SUPPLIED TEXT:
I encourage readers tempted to “settle” and “marry him” after reading Lori Gottlieb’s article (“Marry Him,” March Atlantic) to consider that your children will grow up, need you less as they get older and become more independent, and leave your house one day. As this process occurs, you and your spouse will be left with each other. Before you “settle,” ask yourself, Do I want to spend adult, one-on-one time with this person as the nest empties? Your answer should be a resounding Yes! In fact, not only should you want to spend more time with your spouse as the kids mature, you should look forward to that time.
Given a world where women have many choices about how to live their lives, why does Lori Gottlieb assume every woman shares her obsession with traditional marriage and family? I am single, very far past 30, and have no children. And while I’m old enough to have plenty of regrets, my lack of spouse and kids is not among them. I’m very happy about my single state.
I’d advise women in their 30s to think long and hard about whether they really want to raise children or are considering it only because of hoopla about biological clocks and articles like Gottlieb’s telling them that “all” women want marriage and family.
Nancy Jane Moore
I think the word settle is sticking in people’s craw. But Lori Gottlieb is absolutely right. I was 50 when I finally wised up. And the man I married had a lot of problems. But he was like the house we bought two and a half years ago—there was nothing wrong with him that couldn’t be fixed. And fix himself he did, mostly. Nine years down the road, he has turned out to be my dream man.
Los Angeles, Calif.
Even though I married a man I fell madly in love with, there is a degree to which I am settling for him now on a daily basis. That’s not to say I don’t love him dearly, but my love is not accompanied by the electricity and intoxicating rushes of lust I felt for him when we were first together.
Marriage is, as Lori Gottlieb says, a partnership for a mundane, not-for-profit business. Isn’t compromise what being faithful is about, anyway? And don’t husbands who are faithful essentially settle every day for their wives? We women like to imagine ourselves as goddesses who are worthy of a man’s total worship and devotion, and we are incensed when he fails to give us that. Unfortunately, we get bed hair, body odor, wrinkles, thickness in the middle, and bad attitudes. We would not easily excuse such things in men, yet we expect men to overlook them in us.

DATA UNDER STUDY:
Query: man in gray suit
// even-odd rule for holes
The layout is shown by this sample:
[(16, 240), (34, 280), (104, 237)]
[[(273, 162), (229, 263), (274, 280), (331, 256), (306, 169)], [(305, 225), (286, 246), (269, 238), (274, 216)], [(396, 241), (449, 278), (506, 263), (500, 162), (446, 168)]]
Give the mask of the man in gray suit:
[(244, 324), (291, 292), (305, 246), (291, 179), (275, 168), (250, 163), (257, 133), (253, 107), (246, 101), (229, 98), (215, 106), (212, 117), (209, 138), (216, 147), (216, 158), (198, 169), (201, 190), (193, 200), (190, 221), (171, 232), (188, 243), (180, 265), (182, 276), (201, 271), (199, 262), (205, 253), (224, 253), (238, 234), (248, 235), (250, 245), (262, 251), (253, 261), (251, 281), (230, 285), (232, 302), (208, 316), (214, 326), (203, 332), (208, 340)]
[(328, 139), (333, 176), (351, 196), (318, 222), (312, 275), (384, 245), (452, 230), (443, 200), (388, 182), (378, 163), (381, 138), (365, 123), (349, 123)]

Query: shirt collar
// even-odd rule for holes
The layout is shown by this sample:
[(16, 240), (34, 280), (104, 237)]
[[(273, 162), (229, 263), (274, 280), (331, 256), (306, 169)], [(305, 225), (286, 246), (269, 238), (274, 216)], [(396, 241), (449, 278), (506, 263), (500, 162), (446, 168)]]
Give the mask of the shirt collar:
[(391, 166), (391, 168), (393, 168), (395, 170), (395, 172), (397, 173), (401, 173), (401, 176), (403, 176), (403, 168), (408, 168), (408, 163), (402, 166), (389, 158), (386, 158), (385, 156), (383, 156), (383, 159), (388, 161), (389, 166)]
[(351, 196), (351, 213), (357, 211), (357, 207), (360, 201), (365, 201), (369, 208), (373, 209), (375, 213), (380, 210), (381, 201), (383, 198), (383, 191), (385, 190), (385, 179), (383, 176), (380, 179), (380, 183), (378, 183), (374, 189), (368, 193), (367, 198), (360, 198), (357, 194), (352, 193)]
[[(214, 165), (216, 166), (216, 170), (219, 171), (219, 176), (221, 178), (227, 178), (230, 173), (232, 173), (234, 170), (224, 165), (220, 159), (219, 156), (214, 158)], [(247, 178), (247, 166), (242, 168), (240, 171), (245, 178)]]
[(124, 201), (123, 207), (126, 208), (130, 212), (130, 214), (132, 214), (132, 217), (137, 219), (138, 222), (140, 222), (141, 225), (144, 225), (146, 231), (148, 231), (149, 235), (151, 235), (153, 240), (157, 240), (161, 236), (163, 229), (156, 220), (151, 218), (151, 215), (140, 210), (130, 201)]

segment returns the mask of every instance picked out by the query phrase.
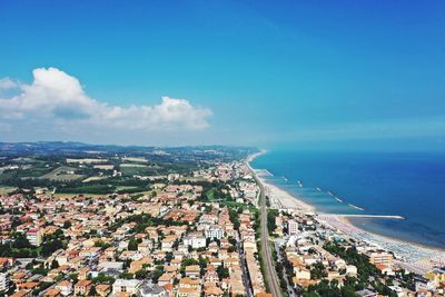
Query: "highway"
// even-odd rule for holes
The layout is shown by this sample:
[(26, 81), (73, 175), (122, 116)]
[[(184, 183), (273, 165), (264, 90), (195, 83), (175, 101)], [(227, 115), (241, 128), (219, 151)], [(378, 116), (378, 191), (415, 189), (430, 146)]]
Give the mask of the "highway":
[(254, 177), (260, 188), (259, 195), (259, 206), (260, 206), (260, 228), (261, 228), (261, 258), (265, 268), (265, 278), (267, 284), (269, 285), (270, 293), (274, 297), (281, 297), (281, 288), (279, 286), (279, 280), (277, 276), (277, 271), (275, 270), (274, 259), (269, 245), (269, 231), (267, 230), (267, 206), (266, 206), (266, 191), (263, 184), (258, 180), (258, 178)]

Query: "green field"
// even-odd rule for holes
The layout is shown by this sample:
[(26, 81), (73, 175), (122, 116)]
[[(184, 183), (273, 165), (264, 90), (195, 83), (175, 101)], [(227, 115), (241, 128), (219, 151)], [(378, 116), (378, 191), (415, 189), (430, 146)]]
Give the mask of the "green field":
[(48, 172), (41, 176), (40, 178), (62, 181), (62, 180), (76, 180), (85, 177), (83, 175), (68, 174), (67, 171), (76, 171), (76, 168), (68, 166), (60, 166), (59, 168), (56, 168), (51, 172)]

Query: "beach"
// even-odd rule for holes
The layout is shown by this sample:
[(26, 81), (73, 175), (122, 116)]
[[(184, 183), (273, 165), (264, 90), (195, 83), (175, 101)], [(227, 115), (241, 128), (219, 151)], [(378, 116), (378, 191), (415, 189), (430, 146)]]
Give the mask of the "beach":
[(319, 214), (315, 207), (303, 201), (295, 195), (271, 185), (266, 180), (271, 175), (265, 169), (254, 169), (249, 162), (265, 152), (251, 155), (248, 158), (248, 166), (264, 185), (266, 195), (270, 199), (273, 208), (299, 210), (304, 214), (314, 214), (317, 221), (325, 227), (336, 231), (338, 235), (354, 238), (357, 241), (364, 241), (376, 248), (394, 253), (396, 263), (404, 269), (421, 275), (425, 275), (434, 267), (445, 266), (445, 251), (417, 244), (403, 241), (373, 234), (353, 225), (344, 215)]

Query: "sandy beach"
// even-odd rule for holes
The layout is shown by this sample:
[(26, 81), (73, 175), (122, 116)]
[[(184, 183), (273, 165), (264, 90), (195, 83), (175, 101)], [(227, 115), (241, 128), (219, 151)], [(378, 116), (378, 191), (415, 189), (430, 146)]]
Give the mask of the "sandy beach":
[(298, 197), (290, 195), (288, 191), (267, 182), (265, 176), (270, 174), (264, 169), (254, 169), (249, 165), (249, 162), (256, 157), (265, 152), (266, 151), (260, 151), (249, 156), (247, 159), (247, 165), (257, 176), (258, 180), (264, 185), (267, 191), (266, 195), (270, 199), (271, 207), (289, 208), (300, 210), (305, 214), (315, 214), (320, 224), (325, 225), (332, 230), (335, 230), (339, 235), (346, 235), (355, 240), (364, 241), (377, 248), (394, 253), (396, 256), (396, 263), (408, 271), (424, 275), (434, 267), (445, 266), (445, 250), (396, 240), (363, 230), (353, 225), (345, 216), (342, 215), (317, 214), (314, 206), (306, 204)]

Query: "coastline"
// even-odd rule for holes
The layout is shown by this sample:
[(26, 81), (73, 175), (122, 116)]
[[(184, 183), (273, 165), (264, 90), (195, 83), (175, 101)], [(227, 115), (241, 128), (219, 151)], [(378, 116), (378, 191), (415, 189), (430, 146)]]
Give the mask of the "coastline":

CHECK YOUR UNDERSTANDING:
1) Answer from the reader letters on "Marry Him":
(a) What question does the first letter say to ask yourself before you "settle"?
(b) How old was the writer who compares a husband to a house when that writer "finally wised up"?
(c) In the last letter, what does marriage become, citing Lori Gottlieb?
2) Proceed with the reader letters on "Marry Him," starting after their final sentence.
The entries are separate material and are not part of the reader letters on "Marry Him."

RESPONSES PER TASK:
1)
(a) "Do I want to spend adult, one-on-one time with this person as the nest empties?"
(b) 50.
(c) A partnership for a mundane, not-for-profit business.

2)
Lori Gottlieb replies:
The writer from Los Angeles is correct that the word settle might be tripping up some people. When I advised “settling,” I was suggesting that many young women have unrealistic expectations of what they “should be feeling” when they meet “The One” (butterflies in the belly! dazzling excitement!). Having been one of those women, I learned the hard way that the Achilles’ heels of romantic attraction (looks, charm, success, Hepburn-Tracy banter) aren’t what make for a good long-term marriage; more-mundane qualities like friendship and values, on the other hand, are. So I agree with McAlister Dowd that we should marry someone with whom we look forward to sharing the empty nest, but we may not anticipate it with the same kind of romantic excitement we read about in novels or see at the movies. Personally, I’d happily “settle” for that.
Nancy Jane Moore is right in pointing out that not every woman wants a traditional family, and I should have qualified that in my piece. Given, however, that the vast majority of women do want this, I don’t believe the media is responsible for the pervasiveness of this very visceral desire. The biological clock isn’t “hoopla”; it’s medical fact. And the media is selling neither that biological urge nor the wish for marriage and family; it’s selling the idea that you need to feel some kind of divine spark in order to seek marriage and family. Which, paradoxically, results in fewer marriages and more single women.
Perhaps if the views of readers like Laura Parkhurst and the writer from Los Angeles were what young women heard more often, the word settle would have a more positive connotation (as in “settle down” in a contented way) than the one that has engendered such a heated response, in the blogosphere and elsewhere.